Extract every row below verbatim, leaving the pictures out of your answer.
BEGIN
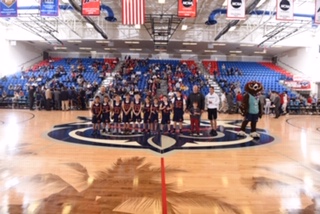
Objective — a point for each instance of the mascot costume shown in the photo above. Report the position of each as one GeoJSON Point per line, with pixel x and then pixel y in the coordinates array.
{"type": "Point", "coordinates": [250, 108]}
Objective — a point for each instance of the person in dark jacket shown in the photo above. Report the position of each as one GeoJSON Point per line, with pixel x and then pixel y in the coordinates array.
{"type": "Point", "coordinates": [277, 104]}
{"type": "Point", "coordinates": [31, 97]}
{"type": "Point", "coordinates": [196, 96]}
{"type": "Point", "coordinates": [64, 97]}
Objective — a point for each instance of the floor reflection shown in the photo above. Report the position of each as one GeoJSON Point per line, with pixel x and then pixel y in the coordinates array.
{"type": "Point", "coordinates": [128, 186]}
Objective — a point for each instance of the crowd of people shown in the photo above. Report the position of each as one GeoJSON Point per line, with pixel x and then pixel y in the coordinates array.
{"type": "Point", "coordinates": [130, 114]}
{"type": "Point", "coordinates": [43, 92]}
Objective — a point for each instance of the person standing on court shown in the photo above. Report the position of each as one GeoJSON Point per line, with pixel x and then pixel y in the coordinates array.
{"type": "Point", "coordinates": [212, 102]}
{"type": "Point", "coordinates": [31, 97]}
{"type": "Point", "coordinates": [196, 96]}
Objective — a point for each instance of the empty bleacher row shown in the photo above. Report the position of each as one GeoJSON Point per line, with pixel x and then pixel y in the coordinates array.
{"type": "Point", "coordinates": [243, 72]}
{"type": "Point", "coordinates": [53, 73]}
{"type": "Point", "coordinates": [182, 74]}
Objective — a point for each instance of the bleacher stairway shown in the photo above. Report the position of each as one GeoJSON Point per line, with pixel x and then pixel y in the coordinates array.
{"type": "Point", "coordinates": [211, 79]}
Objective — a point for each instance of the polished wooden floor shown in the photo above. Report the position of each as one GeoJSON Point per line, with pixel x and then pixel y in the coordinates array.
{"type": "Point", "coordinates": [51, 173]}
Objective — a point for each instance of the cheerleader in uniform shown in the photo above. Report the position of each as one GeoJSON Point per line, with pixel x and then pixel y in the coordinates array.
{"type": "Point", "coordinates": [146, 115]}
{"type": "Point", "coordinates": [155, 114]}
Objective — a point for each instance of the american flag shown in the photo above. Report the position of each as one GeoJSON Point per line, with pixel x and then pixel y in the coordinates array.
{"type": "Point", "coordinates": [133, 12]}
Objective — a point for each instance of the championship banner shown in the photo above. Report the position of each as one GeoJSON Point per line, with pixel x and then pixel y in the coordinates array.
{"type": "Point", "coordinates": [298, 85]}
{"type": "Point", "coordinates": [133, 12]}
{"type": "Point", "coordinates": [236, 9]}
{"type": "Point", "coordinates": [187, 8]}
{"type": "Point", "coordinates": [49, 8]}
{"type": "Point", "coordinates": [8, 8]}
{"type": "Point", "coordinates": [91, 7]}
{"type": "Point", "coordinates": [317, 13]}
{"type": "Point", "coordinates": [284, 10]}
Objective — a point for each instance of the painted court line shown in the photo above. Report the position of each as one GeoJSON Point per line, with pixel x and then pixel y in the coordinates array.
{"type": "Point", "coordinates": [164, 188]}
END
Response to this task:
Objective — a point for each instance of the mascot costume shown in the photo above. Report the position of each as one GeoJSON Point per line, with pixel x and then pixel y in the coordinates array.
{"type": "Point", "coordinates": [250, 108]}
Objective — a point for each instance of the person in dark jacket shown in the photo above. Report the position of each as one GeoJSON Point per line, with pixel x and then pixel y in the coordinates array.
{"type": "Point", "coordinates": [277, 104]}
{"type": "Point", "coordinates": [31, 97]}
{"type": "Point", "coordinates": [196, 96]}
{"type": "Point", "coordinates": [64, 97]}
Objective — a point for each instance of the floor reflection shown in the photo above. Report the position of each as one GeoJSON Point per line, with pixel x and then pixel y in the coordinates array.
{"type": "Point", "coordinates": [128, 186]}
Objective — a point for each instance of the crowd of people shown in the photo above. Report the position of each as one GeoJSON Point per line, with pixel x and then pixel y in the coordinates array.
{"type": "Point", "coordinates": [130, 114]}
{"type": "Point", "coordinates": [43, 92]}
Objective — a point for each instance of the person standing on court shown in the photo above. Report the position of each as one GeoJSON Point per line, with pixel x and then pixel y in the coordinates array.
{"type": "Point", "coordinates": [212, 102]}
{"type": "Point", "coordinates": [31, 97]}
{"type": "Point", "coordinates": [196, 96]}
Objective — a point for each instance of the empty bleacher row shown in the photo above. Report the position of each as one GeoJSON Point per line, with pixel x and then pixel y in the coordinates array.
{"type": "Point", "coordinates": [243, 72]}
{"type": "Point", "coordinates": [53, 73]}
{"type": "Point", "coordinates": [182, 74]}
Objective — a point for each instance of the bleacher stairway shown in the photo above. Report the position of each as one GeoJSON Point per line, with pixel x and then pixel y in the coordinates array.
{"type": "Point", "coordinates": [211, 79]}
Objective — a point for each instance of the polished wooden floor shown in the photo above. Report the position of each as one GeoJSON Point per line, with pixel x and then pixel y in the coordinates array.
{"type": "Point", "coordinates": [51, 173]}
Objective — a point for each instance of the cheerleader in uniform shown in the photo above. Report the position of each as one GeoJSON Point per line, with pixel x and then pixel y in the coordinates array.
{"type": "Point", "coordinates": [146, 115]}
{"type": "Point", "coordinates": [155, 114]}
Objective — a point for each instance of the american flag shown in the photo above. Report the position of each as one GeoJSON Point per line, with pixel x and then pixel y in the coordinates array.
{"type": "Point", "coordinates": [133, 12]}
Objective — a point for each instance of the championship banner shown in the photo above. Report the position of each as one GeoJSON Point per line, with pixel x and then pixel y in the coordinates array.
{"type": "Point", "coordinates": [298, 85]}
{"type": "Point", "coordinates": [133, 12]}
{"type": "Point", "coordinates": [236, 9]}
{"type": "Point", "coordinates": [187, 8]}
{"type": "Point", "coordinates": [49, 8]}
{"type": "Point", "coordinates": [8, 8]}
{"type": "Point", "coordinates": [91, 7]}
{"type": "Point", "coordinates": [317, 13]}
{"type": "Point", "coordinates": [284, 10]}
Objective — a point for each instance of the painted court line shown in the photo above. Report the position of each as one GeoJSON Point per line, with pixel x and then pixel y in the coordinates array.
{"type": "Point", "coordinates": [164, 188]}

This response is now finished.